Start of DATA SUPPLIED
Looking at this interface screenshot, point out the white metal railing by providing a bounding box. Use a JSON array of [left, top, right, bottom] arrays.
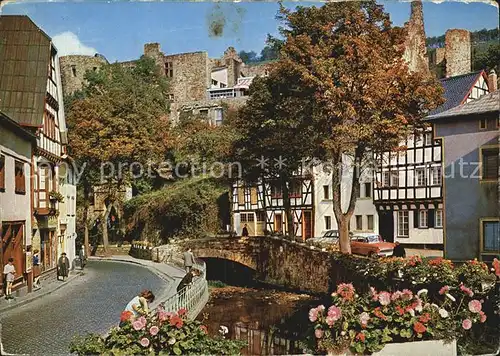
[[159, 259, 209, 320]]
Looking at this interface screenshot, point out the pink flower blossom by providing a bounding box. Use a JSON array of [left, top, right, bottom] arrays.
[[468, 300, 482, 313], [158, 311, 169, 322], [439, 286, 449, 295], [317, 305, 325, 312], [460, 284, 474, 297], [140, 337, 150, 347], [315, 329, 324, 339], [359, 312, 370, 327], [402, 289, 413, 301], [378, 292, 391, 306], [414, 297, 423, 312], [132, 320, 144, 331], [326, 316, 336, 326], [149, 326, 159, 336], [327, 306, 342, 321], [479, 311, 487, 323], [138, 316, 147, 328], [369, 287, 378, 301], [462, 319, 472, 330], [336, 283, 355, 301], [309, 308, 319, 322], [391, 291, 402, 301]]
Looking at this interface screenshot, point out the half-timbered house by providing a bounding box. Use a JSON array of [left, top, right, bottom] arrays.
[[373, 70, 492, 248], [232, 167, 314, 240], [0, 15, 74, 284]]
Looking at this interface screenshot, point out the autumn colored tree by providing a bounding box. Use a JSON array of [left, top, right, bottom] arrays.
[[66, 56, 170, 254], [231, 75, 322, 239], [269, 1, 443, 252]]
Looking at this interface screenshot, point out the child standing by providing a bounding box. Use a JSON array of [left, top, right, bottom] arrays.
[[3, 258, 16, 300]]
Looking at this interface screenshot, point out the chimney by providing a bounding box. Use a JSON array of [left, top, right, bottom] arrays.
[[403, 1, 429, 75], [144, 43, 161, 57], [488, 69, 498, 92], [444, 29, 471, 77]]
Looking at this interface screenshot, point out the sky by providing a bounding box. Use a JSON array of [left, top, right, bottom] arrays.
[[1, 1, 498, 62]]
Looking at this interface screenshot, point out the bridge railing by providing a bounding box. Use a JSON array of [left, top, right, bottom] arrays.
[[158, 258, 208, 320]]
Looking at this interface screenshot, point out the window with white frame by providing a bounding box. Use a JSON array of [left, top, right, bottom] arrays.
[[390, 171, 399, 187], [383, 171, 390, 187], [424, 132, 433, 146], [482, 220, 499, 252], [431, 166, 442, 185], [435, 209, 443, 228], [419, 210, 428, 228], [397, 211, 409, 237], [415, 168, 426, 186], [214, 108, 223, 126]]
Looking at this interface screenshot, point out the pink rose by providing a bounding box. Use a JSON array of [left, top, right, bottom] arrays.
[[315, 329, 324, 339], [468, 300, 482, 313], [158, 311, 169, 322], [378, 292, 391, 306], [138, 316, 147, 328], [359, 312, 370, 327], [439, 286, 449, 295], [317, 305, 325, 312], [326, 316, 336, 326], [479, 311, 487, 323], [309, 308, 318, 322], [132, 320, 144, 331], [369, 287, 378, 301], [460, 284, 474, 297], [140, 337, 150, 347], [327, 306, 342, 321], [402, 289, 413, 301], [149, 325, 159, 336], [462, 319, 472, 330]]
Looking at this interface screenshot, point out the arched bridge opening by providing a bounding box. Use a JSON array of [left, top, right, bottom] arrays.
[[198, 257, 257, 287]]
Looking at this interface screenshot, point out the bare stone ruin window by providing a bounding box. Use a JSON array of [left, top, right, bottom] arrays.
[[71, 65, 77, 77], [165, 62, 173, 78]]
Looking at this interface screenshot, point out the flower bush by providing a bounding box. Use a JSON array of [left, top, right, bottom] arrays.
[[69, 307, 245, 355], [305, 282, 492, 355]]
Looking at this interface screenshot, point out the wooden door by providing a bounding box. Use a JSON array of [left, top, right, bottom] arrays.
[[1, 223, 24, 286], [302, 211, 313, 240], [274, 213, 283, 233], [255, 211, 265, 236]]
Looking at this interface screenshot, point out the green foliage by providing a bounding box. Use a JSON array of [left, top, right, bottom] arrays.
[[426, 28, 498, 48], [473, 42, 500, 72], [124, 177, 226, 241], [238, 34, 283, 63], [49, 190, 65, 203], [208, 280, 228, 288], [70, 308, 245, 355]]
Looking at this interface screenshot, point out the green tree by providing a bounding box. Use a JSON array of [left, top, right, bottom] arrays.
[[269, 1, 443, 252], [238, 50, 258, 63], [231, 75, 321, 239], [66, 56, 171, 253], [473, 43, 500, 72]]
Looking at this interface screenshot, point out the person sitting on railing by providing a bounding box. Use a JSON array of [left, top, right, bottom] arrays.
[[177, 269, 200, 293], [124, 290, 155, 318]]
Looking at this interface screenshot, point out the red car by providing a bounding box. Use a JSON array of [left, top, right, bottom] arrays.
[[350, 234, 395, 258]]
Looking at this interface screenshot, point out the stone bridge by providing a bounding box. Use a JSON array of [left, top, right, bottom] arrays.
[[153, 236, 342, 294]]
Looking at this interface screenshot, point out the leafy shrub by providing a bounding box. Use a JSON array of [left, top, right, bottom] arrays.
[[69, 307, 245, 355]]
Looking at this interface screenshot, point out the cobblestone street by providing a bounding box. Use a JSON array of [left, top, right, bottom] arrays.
End of DATA SUPPLIED
WHAT THE EXERCISE ASKS ->
Above are the records; repeat them all exactly, without the pictures.

RESPONSE TO THIS EXERCISE ->
Looking at this interface screenshot, point out the white metal railing by providing a bounding box. Use a JSON array of [left, top, right, bottom] arrays.
[[159, 259, 209, 320]]
Looking at this interface screenshot, point out the pink flower blossom by providing a bounding box. Use a JSON array of [left, top, right, bottom] arrays.
[[468, 300, 482, 313], [158, 311, 169, 322], [439, 286, 449, 295], [317, 305, 325, 312], [460, 284, 474, 297], [140, 337, 150, 347], [315, 329, 324, 339], [359, 312, 370, 327], [402, 289, 413, 301], [378, 292, 391, 306], [414, 297, 423, 312], [132, 320, 144, 331], [326, 316, 336, 326], [149, 326, 159, 336], [327, 306, 342, 321], [479, 311, 487, 323], [138, 316, 147, 328], [369, 287, 378, 301], [462, 319, 472, 330], [336, 283, 355, 301], [309, 308, 319, 322], [391, 291, 402, 301]]
Looking at this interface screenshot, point out the half-timbered house by providing a bounding box. Use a JSON array of [left, top, right, bottom] arrays.
[[373, 70, 492, 248], [232, 167, 314, 240], [0, 15, 74, 284]]
Looking at this interface screenshot, point out the autumn colored tree by providing a bounding box. Use a JSON array of [left, top, right, bottom] arrays.
[[66, 56, 170, 254], [231, 75, 322, 239], [269, 1, 443, 252]]
Looking at this interface screenshot, point out the child standing by providing a bounding box. Use a JSON array of [left, top, right, bottom] arrays.
[[3, 258, 16, 300]]
Looking at this interface screenshot, point out the chimney by providing a bounding box. Use a JSON array of [left, top, right, bottom] arrays.
[[403, 1, 429, 75], [144, 43, 161, 57], [488, 69, 498, 92], [444, 29, 471, 77]]
Looking at this interface screenshot, point out the sky by providing a bounding box. Use a JSON array of [left, top, right, bottom] arrays.
[[1, 1, 498, 62]]
Looking at this interface screenshot, point out the bridge railing by providing a bounding box. Use a JSON array of [left, top, right, bottom] arrays.
[[158, 258, 208, 320]]
Looking at this interface screenshot, point out the window with white frame by providing a bounding box. Use a JSON array of [left, top, right, bottom] arrays.
[[390, 171, 399, 187], [383, 171, 390, 187], [424, 132, 433, 146], [482, 220, 499, 252], [431, 166, 442, 185], [435, 209, 443, 228], [419, 210, 428, 228], [397, 211, 409, 237], [415, 168, 426, 186], [214, 108, 223, 126]]
Looking at this interface screenshot, point out the pink rose by providing a bounding box. Use a JSON array of [left, top, right, bottom] arrays.
[[315, 329, 324, 339], [468, 300, 482, 313], [158, 311, 169, 322], [378, 292, 391, 306], [138, 316, 147, 328], [359, 312, 370, 327], [439, 286, 449, 295], [317, 305, 325, 312], [326, 316, 336, 326], [479, 311, 487, 323], [309, 308, 318, 322], [132, 320, 144, 331], [369, 287, 378, 301], [460, 284, 474, 297], [140, 337, 150, 347], [327, 306, 342, 321], [402, 289, 413, 301], [149, 325, 159, 336], [462, 319, 472, 330]]
Looking at this interface screenshot, point out the arched bridge opening by providing a bounding box. Use a JSON array of [left, top, right, bottom] arrays.
[[198, 257, 257, 287]]
Looking at this interface screenshot, point out the bare stone ruin window by providing a bounding box. Use a JSON array of [left, top, right, bottom] arrays.
[[71, 65, 77, 77], [165, 62, 173, 78]]
Looking at this interface screenshot, point out the flower bush by providing a bounding box. Use a JSON array of [left, top, right, bottom] arrays.
[[69, 307, 245, 355], [305, 282, 492, 355]]
Looking at this interface screenshot, point out the wooden door by providing a bounding box. Use a JSON array of [left, top, right, bottom] arrays.
[[1, 223, 24, 286], [302, 211, 313, 240], [274, 213, 283, 233], [255, 211, 265, 236]]
Looking at this interface screenshot, point out the green foliage by providing a bounding box. Use a JSON array of [left, top, right, bottom] arrays.
[[426, 28, 498, 48], [473, 42, 500, 72], [124, 177, 226, 241], [238, 34, 283, 63], [49, 190, 65, 203], [208, 280, 228, 288], [70, 308, 245, 355]]
Looking at this interface screenshot, point out the green tree by providing a bounding box. Use a JSON array of [left, top, right, bottom] arrays.
[[269, 1, 443, 252], [238, 50, 258, 63], [231, 75, 321, 239], [66, 56, 171, 253], [473, 43, 500, 72]]
Looking at this interface screenshot, point out the person sitting on railing by providing a bounding box. Use a JSON array of [left, top, right, bottom] arrays.
[[177, 269, 200, 293], [124, 290, 155, 318]]
Looking at this interface screenshot, point out the red car by providing a bounding box. Use a JSON array of [left, top, right, bottom] arrays.
[[350, 234, 395, 258]]
Looking at this interface screenshot, point out the stone bridge by providing a bounding box. Use a JSON array of [left, top, right, bottom] arrays.
[[153, 236, 342, 294]]
Looking at this interface screenshot, point out the leafy shrub by providing a bounding box. Use a JSON array of [left, top, right, bottom] arrays.
[[69, 307, 245, 355]]
Looking at this interface screenshot, point out the cobblestone street by providing a bounding box. Use a JSON array of [left, top, right, bottom] arrays.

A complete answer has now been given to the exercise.